Quote the blog page below in full, word for word, from its first line to its last.

(SOURCE TEXT):

-----

Wednesday, March 31, 2010

A Bit of Verse

Faith Has Been Broken

We’re all dancing to shattering glass
Muffled screams, unseen blood --
Arterial red against pale skin, already scarred.
Someone’s laughing from the corner table,
the wooden one made from an old barn door,
Initials and hearts carved in it and a jagged, knife-penned statement:
And you thought you knew the answer.
And more piercing graffiti:
Fuck them all.
You can’t help but agree.
But we’re dancing now and you’re aren’t thinking about anything;
you’re lost.
You hear the words to Rolling Stones’ “Wild Horses,”
They couldn’t drag you away.
The mirror behind the bar reflects hundreds more bottles
-- Crème de menthe green, Curacao blue, syrups raspberry dark --
Glossy glass cracks reality in this fire yellow light.
Spinning together, movements complementing and familiar,
We ignore crunching bottle bits under our shoes;
For it’s now in this moment and
time looks like forever at the event horizon.
But the juke box quarter runs out
And I know atoms split outside black holes
and even light can’t escape.
You look up, and
as you catch sight of yourself in the mirror, your eyes say
Drag me away.

--C.

Wednesday, March 17, 2010

Kissing the Blarney Stone

Happy St. Patrick’s Day.

-----

Extracted data entries
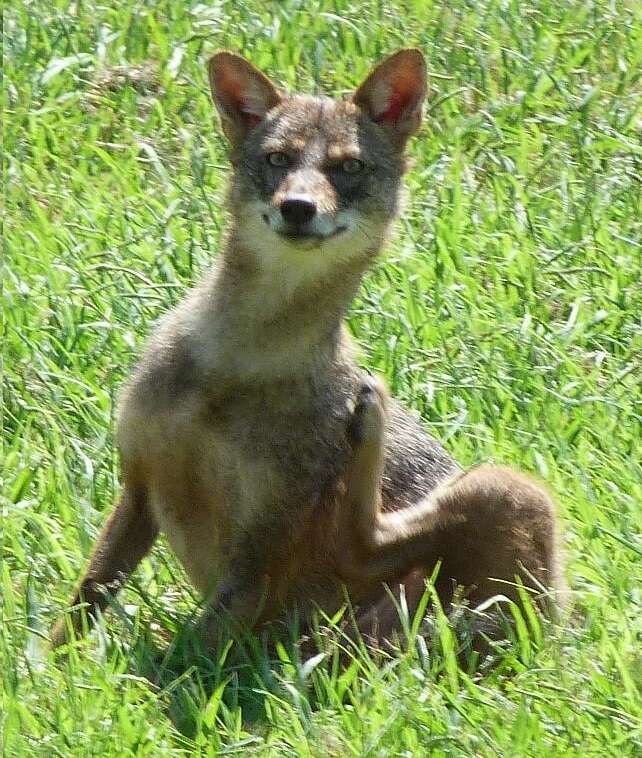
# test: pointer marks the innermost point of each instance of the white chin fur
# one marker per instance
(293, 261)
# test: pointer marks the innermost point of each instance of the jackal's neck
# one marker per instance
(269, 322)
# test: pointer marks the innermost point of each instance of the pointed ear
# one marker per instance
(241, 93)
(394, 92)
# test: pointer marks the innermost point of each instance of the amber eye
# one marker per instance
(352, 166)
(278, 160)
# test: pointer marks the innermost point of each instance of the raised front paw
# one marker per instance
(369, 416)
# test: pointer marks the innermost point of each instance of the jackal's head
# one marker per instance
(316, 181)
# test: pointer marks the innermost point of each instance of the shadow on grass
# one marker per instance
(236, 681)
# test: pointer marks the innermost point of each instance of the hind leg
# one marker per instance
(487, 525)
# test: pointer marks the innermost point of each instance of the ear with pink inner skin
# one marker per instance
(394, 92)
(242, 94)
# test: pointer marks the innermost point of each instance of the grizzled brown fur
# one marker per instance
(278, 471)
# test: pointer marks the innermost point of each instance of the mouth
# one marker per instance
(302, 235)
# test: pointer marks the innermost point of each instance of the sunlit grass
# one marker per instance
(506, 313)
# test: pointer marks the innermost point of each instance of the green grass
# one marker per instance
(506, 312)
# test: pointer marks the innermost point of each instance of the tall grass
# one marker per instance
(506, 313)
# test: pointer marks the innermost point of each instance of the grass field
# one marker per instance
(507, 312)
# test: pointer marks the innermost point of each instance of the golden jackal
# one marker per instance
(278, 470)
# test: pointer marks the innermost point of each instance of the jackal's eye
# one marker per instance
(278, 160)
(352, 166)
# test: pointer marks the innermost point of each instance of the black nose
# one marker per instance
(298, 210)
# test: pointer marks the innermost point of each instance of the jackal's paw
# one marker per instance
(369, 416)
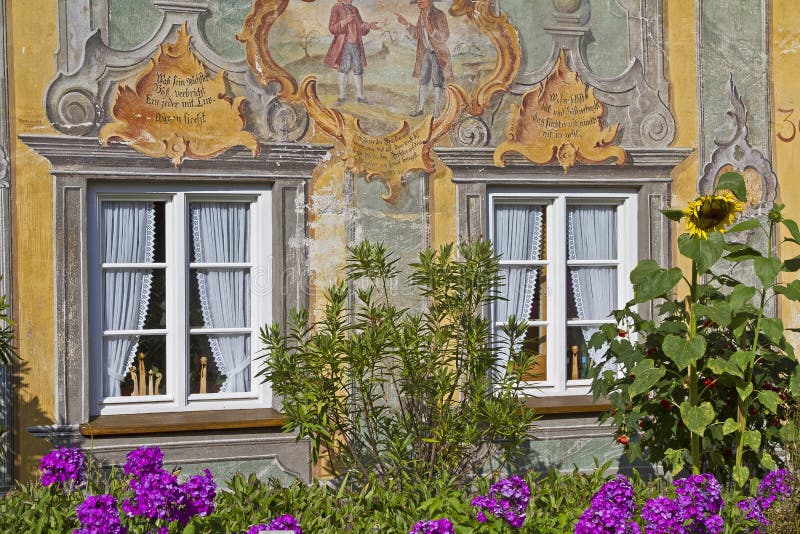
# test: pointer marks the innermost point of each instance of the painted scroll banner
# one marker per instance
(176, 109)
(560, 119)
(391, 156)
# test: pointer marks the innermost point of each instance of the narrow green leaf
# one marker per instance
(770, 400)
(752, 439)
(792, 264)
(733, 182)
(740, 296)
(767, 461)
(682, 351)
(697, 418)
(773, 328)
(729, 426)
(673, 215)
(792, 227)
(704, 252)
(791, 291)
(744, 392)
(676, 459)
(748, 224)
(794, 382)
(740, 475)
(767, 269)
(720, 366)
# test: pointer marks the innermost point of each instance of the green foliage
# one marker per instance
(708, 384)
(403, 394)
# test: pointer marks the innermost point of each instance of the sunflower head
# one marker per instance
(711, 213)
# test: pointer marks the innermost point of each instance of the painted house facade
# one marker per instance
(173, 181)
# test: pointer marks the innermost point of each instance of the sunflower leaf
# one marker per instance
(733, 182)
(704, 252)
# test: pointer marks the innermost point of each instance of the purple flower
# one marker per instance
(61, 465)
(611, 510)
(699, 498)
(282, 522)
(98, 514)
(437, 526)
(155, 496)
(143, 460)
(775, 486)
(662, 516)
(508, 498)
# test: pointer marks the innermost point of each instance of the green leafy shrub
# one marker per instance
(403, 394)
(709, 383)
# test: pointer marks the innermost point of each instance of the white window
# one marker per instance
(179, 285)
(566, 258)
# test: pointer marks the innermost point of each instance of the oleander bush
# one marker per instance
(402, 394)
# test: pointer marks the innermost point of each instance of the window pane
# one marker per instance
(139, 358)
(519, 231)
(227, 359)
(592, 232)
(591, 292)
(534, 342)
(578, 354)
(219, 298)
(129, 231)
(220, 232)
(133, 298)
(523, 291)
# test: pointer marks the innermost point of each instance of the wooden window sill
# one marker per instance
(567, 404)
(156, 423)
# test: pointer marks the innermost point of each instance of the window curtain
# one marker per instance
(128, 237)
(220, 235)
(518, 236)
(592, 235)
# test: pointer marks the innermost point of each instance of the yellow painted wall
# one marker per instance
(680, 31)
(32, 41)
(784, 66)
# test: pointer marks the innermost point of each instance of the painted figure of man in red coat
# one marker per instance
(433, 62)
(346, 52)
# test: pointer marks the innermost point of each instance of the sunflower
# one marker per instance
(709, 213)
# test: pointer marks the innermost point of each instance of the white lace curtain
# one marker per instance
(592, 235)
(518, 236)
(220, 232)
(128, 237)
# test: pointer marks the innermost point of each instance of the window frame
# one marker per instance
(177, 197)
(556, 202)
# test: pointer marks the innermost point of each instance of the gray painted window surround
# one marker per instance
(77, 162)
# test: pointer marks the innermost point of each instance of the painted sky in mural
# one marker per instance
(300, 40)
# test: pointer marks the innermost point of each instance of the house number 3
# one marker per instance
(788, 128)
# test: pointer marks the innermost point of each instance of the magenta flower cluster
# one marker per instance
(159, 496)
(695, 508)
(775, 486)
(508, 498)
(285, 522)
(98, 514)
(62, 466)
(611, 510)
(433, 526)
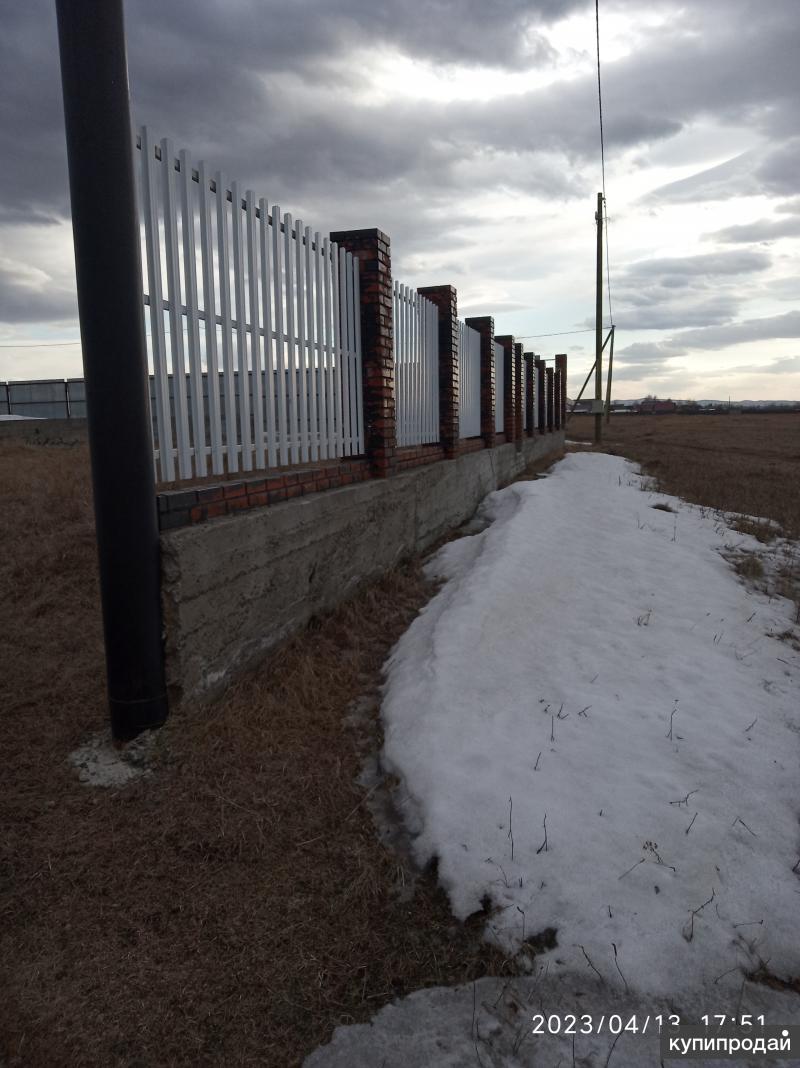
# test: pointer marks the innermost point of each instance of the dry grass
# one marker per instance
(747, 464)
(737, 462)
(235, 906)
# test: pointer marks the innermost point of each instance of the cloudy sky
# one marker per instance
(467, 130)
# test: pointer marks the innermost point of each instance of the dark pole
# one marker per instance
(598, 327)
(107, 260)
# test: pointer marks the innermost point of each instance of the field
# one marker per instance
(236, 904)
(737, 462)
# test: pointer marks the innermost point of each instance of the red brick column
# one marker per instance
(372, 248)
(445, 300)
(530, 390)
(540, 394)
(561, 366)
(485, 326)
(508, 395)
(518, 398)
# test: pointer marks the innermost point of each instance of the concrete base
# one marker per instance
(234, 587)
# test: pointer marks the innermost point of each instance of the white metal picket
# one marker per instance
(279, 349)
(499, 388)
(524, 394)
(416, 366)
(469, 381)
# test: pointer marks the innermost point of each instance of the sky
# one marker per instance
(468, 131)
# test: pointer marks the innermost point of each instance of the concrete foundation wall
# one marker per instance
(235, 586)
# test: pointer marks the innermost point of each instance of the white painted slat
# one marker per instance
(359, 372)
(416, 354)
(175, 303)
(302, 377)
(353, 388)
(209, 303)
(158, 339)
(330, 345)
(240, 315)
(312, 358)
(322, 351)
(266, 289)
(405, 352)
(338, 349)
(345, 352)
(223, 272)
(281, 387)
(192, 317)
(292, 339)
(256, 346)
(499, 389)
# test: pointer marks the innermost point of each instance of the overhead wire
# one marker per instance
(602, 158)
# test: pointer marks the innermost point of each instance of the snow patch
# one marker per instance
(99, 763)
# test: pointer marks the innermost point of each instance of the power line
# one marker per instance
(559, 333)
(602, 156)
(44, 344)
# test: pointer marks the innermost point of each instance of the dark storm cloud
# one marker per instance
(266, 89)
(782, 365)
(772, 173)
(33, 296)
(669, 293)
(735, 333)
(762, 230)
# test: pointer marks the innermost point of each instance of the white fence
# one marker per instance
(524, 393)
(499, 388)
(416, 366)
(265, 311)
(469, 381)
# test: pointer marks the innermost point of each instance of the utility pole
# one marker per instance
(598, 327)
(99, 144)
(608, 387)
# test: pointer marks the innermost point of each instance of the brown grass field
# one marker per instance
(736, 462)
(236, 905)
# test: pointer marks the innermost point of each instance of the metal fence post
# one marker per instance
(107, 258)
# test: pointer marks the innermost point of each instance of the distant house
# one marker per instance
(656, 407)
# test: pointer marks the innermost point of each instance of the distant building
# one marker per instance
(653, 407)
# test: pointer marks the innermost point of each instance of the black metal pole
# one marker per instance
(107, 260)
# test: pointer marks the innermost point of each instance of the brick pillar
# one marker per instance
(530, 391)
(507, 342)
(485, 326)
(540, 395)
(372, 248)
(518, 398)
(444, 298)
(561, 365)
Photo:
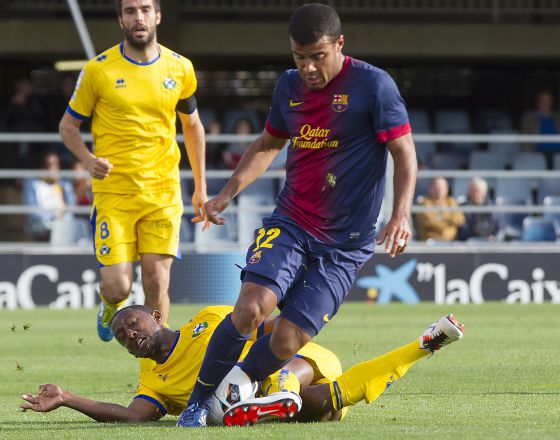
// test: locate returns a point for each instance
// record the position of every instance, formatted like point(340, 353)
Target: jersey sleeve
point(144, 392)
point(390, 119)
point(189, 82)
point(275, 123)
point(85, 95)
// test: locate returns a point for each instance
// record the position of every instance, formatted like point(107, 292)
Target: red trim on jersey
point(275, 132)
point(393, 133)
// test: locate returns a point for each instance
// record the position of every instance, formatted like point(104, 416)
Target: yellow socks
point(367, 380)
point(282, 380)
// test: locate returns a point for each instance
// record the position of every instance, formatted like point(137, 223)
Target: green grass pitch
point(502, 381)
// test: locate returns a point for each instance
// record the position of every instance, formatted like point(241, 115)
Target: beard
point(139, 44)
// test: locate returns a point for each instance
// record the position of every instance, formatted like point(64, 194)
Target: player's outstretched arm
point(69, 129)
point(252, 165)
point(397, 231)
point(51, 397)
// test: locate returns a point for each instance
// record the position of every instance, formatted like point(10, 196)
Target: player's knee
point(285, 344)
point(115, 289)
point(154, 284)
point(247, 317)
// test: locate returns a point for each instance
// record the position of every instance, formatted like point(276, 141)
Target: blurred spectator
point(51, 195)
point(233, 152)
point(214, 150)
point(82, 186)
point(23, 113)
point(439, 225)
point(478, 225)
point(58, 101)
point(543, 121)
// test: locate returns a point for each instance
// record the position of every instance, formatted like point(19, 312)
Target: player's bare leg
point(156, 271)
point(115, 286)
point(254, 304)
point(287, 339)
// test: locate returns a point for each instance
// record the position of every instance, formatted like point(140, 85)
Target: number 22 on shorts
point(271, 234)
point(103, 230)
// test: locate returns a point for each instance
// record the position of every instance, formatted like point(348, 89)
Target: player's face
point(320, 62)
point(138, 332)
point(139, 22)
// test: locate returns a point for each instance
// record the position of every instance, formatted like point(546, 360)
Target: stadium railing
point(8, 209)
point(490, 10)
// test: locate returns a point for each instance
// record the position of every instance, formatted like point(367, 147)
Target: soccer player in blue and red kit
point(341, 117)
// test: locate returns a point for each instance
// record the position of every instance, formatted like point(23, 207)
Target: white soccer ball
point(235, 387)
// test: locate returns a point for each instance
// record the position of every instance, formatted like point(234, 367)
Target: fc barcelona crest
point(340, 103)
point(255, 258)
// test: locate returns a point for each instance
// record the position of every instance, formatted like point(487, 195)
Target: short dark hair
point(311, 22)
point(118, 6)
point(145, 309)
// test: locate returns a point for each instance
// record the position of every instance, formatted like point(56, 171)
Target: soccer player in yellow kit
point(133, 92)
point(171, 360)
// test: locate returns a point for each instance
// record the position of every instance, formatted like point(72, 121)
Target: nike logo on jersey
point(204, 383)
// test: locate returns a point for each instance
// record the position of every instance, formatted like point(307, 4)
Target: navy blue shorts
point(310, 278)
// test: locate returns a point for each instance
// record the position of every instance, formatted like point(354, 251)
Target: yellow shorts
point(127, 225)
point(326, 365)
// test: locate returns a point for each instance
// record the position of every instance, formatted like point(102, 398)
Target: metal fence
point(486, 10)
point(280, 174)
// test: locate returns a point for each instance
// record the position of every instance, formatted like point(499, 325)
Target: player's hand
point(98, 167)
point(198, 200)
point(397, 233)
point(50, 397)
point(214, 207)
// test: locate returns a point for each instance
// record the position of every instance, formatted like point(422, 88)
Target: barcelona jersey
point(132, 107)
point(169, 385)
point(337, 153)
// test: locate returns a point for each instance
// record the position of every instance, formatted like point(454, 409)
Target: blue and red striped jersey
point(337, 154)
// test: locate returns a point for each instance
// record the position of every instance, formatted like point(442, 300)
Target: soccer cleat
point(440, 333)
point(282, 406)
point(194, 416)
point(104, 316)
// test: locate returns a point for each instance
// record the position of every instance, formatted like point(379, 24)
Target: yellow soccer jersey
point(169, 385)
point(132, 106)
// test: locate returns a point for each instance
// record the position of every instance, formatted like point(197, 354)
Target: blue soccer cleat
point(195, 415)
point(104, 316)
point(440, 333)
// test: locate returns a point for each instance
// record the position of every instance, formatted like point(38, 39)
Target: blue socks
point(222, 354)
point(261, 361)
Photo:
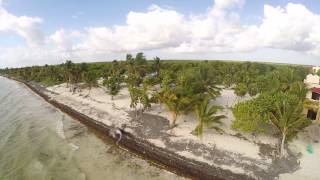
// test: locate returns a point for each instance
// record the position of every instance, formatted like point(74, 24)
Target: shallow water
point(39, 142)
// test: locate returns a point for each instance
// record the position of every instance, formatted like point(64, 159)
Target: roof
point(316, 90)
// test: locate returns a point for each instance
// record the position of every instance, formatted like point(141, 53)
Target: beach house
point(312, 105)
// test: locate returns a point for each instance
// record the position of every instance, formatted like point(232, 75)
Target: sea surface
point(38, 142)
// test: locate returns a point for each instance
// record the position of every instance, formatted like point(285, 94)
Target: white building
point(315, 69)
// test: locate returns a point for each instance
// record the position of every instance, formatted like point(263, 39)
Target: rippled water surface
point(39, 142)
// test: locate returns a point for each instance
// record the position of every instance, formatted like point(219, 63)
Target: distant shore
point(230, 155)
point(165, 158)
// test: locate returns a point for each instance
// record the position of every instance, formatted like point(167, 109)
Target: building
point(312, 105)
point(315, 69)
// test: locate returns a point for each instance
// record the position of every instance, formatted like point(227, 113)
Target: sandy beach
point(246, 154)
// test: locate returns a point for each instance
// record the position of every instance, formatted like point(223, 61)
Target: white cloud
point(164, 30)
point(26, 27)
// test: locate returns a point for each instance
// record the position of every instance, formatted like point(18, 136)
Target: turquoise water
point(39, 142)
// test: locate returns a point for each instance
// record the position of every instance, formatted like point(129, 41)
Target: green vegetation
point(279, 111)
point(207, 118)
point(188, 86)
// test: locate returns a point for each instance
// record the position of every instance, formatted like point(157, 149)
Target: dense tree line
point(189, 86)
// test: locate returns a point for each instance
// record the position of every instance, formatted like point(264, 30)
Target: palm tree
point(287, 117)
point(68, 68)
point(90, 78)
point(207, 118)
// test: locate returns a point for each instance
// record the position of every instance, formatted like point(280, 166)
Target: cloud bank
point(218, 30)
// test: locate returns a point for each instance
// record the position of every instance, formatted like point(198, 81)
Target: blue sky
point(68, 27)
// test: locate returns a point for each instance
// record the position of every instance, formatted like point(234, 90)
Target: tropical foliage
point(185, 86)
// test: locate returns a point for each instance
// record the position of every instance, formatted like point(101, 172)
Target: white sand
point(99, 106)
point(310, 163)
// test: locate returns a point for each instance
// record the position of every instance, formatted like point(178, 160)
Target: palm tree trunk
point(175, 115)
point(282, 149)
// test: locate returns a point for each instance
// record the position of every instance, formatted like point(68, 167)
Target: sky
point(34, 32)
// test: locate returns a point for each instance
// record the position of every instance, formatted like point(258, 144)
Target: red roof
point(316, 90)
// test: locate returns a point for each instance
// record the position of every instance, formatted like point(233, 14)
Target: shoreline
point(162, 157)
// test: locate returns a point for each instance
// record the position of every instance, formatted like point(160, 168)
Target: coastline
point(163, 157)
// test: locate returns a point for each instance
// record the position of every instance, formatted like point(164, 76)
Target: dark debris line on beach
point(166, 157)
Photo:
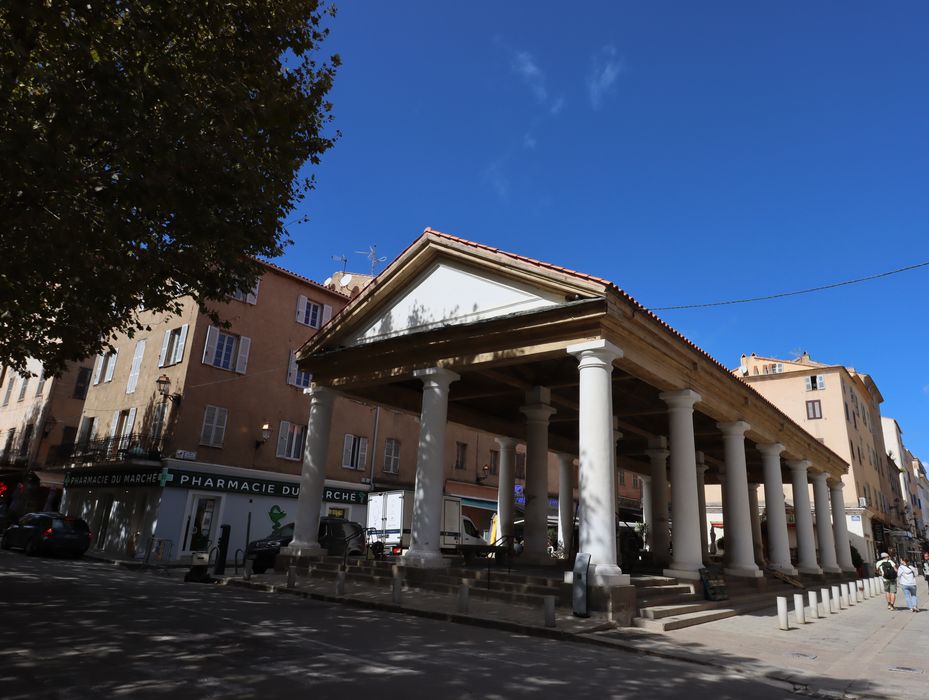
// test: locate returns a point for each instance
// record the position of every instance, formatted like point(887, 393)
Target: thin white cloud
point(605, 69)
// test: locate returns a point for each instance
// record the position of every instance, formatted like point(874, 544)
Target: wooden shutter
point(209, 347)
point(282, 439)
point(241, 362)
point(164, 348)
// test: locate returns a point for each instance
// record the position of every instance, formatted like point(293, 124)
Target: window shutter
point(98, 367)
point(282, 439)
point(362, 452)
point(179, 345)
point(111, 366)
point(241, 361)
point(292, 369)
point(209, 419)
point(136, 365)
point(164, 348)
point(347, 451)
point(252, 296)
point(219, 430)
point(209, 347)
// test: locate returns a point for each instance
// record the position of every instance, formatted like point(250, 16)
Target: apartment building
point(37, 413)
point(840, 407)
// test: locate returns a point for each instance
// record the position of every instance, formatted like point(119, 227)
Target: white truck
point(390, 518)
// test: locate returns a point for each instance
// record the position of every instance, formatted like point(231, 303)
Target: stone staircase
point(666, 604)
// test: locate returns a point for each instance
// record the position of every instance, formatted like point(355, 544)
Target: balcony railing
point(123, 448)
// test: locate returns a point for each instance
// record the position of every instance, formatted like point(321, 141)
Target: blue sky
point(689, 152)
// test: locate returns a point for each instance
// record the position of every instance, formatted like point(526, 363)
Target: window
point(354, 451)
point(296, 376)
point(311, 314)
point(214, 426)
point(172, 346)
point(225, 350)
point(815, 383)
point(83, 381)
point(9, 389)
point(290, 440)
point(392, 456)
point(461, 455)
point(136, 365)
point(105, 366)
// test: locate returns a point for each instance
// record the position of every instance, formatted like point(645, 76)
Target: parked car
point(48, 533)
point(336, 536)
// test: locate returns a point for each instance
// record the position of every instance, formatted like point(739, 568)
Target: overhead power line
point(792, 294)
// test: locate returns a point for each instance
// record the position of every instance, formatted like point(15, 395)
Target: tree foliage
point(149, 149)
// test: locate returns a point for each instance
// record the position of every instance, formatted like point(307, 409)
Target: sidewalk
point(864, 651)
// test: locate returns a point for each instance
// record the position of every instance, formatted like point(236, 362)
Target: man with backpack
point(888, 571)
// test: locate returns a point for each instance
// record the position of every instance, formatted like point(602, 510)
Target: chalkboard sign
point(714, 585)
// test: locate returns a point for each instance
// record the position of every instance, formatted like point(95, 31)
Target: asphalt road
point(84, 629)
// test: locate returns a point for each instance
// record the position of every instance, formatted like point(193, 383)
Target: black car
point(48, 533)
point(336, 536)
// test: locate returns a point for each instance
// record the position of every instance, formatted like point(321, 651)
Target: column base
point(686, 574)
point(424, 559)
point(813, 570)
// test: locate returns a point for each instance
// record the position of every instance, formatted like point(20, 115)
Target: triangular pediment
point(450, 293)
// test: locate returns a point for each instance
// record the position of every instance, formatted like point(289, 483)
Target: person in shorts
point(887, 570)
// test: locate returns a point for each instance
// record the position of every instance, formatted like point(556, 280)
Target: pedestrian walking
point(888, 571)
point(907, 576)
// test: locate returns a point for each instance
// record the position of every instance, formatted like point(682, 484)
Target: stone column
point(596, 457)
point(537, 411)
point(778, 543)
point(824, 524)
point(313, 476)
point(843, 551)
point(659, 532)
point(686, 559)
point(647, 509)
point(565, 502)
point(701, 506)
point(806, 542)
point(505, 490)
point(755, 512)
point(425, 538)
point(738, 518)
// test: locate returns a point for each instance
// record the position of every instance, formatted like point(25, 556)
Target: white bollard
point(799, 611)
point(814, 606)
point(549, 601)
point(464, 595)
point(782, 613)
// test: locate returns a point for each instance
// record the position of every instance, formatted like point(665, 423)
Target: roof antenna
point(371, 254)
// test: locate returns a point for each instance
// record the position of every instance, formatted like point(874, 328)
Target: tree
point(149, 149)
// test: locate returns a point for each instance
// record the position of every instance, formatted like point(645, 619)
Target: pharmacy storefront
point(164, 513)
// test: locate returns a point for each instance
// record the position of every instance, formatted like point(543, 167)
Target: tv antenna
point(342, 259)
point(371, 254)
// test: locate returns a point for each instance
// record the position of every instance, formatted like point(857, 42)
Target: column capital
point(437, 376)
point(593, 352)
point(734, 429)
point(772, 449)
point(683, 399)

-----

(SOLUTION TO THE EXERCISE):
Wednesday, March 31, 2010

A Bit of Verse

Faith Has Been Broken

We’re all dancing to shattering glass
Muffled screams, unseen blood --
Arterial red against pale skin, already scarred.
Someone’s laughing from the corner table,
the wooden one made from an old barn door,
Initials and hearts carved in it and a jagged, knife-penned statement:
And you thought you knew the answer.
And more piercing graffiti:
Fuck them all.
You can’t help but agree.
But we’re dancing now and you’re aren’t thinking about anything;
you’re lost.
You hear the words to Rolling Stones’ “Wild Horses,”
They couldn’t drag you away.
The mirror behind the bar reflects hundreds more bottles
-- Crème de menthe green, Curacao blue, syrups raspberry dark --
Glossy glass cracks reality in this fire yellow light.
Spinning together, movements complementing and familiar,
We ignore crunching bottle bits under our shoes;
For it’s now in this moment and
time looks like forever at the event horizon.
But the juke box quarter runs out
And I know atoms split outside black holes
and even light can’t escape.
You look up, and
as you catch sight of yourself in the mirror, your eyes say
Drag me away.

--C.

Wednesday, March 17, 2010

Kissing the Blarney Stone

Happy St. Patrick’s Day.